The task
Identify, in the records below, every line where the string "speaking" appears, and copy each such line.

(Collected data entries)
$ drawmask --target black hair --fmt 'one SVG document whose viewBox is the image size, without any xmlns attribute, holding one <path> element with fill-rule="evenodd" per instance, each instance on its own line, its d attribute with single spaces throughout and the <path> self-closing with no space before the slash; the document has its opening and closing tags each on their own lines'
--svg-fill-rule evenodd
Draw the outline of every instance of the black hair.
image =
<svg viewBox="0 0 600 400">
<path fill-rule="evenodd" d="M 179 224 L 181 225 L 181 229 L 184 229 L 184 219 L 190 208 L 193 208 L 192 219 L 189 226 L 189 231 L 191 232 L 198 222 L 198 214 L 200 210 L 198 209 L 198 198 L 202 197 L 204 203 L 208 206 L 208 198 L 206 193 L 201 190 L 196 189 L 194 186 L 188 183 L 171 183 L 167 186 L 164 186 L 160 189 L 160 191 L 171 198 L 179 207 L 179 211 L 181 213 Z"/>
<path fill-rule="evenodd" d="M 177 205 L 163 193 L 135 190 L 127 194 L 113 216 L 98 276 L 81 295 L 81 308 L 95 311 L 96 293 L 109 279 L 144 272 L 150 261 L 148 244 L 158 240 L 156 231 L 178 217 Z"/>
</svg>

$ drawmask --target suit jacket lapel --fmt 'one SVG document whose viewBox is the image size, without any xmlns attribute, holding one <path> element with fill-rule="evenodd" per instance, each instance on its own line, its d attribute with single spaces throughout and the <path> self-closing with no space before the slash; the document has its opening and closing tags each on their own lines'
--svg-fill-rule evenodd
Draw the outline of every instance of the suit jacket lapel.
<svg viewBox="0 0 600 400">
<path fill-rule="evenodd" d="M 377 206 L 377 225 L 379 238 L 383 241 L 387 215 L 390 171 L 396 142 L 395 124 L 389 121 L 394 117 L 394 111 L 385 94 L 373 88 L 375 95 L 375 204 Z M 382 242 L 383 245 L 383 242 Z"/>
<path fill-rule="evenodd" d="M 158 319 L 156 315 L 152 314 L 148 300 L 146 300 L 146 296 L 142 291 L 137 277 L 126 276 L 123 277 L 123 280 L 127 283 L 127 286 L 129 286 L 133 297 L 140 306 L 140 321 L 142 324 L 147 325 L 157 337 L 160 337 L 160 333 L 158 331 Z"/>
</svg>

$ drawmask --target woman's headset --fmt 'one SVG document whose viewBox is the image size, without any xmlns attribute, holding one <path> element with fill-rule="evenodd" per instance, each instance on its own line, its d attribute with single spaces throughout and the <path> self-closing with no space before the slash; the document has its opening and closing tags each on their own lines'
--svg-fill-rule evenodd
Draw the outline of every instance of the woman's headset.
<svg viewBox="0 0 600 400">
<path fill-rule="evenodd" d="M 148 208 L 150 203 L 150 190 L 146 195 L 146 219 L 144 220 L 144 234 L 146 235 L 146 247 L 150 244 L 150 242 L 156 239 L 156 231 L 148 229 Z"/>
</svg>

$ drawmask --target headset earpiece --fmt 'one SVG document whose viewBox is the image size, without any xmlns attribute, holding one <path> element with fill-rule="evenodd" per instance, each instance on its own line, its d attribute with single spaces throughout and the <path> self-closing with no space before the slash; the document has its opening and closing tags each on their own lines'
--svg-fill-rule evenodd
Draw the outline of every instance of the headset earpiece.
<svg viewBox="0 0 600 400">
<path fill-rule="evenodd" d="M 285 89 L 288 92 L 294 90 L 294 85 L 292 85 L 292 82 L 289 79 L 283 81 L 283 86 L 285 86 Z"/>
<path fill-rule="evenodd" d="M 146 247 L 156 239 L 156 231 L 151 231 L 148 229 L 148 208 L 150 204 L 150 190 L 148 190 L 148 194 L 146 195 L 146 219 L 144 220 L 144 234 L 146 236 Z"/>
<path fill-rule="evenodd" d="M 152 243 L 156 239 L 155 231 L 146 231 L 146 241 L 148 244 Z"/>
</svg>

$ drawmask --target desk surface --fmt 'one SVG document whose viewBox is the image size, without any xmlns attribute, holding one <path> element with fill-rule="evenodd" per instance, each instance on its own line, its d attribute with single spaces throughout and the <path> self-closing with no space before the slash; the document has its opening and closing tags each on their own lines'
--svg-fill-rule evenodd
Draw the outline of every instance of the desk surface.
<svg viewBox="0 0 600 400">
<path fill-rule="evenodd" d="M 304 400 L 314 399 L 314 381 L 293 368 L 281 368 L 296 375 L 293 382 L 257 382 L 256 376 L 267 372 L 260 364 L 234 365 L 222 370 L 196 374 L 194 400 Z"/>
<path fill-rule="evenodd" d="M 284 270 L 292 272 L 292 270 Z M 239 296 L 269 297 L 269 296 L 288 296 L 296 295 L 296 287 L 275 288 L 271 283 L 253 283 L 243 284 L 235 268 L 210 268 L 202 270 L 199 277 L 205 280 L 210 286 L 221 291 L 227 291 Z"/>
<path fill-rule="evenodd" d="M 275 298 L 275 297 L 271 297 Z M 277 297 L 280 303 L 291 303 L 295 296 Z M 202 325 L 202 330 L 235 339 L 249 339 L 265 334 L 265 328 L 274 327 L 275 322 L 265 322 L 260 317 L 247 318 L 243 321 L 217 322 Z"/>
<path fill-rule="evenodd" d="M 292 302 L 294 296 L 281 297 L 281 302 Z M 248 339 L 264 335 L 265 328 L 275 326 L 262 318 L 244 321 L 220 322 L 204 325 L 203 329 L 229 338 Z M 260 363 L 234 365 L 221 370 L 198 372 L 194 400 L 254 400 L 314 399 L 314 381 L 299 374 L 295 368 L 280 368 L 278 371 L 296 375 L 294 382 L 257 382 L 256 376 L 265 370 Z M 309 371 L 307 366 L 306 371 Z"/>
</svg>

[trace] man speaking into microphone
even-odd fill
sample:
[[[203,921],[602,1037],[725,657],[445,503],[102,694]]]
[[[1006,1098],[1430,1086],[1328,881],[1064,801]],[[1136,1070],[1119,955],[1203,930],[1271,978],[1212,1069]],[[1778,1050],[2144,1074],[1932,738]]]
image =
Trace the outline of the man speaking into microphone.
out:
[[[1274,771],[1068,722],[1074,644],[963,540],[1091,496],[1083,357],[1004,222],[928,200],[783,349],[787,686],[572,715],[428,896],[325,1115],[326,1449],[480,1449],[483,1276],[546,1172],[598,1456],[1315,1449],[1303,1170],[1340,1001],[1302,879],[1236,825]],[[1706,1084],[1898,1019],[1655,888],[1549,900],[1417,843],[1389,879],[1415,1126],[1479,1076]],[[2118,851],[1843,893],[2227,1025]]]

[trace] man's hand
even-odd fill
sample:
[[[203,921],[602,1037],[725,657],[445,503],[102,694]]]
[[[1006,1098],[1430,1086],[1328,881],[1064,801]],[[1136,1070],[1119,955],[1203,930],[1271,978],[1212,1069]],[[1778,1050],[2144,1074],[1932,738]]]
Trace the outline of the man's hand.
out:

Result
[trace] man speaking into microphone
Trace the outline of the man speaking into microphone.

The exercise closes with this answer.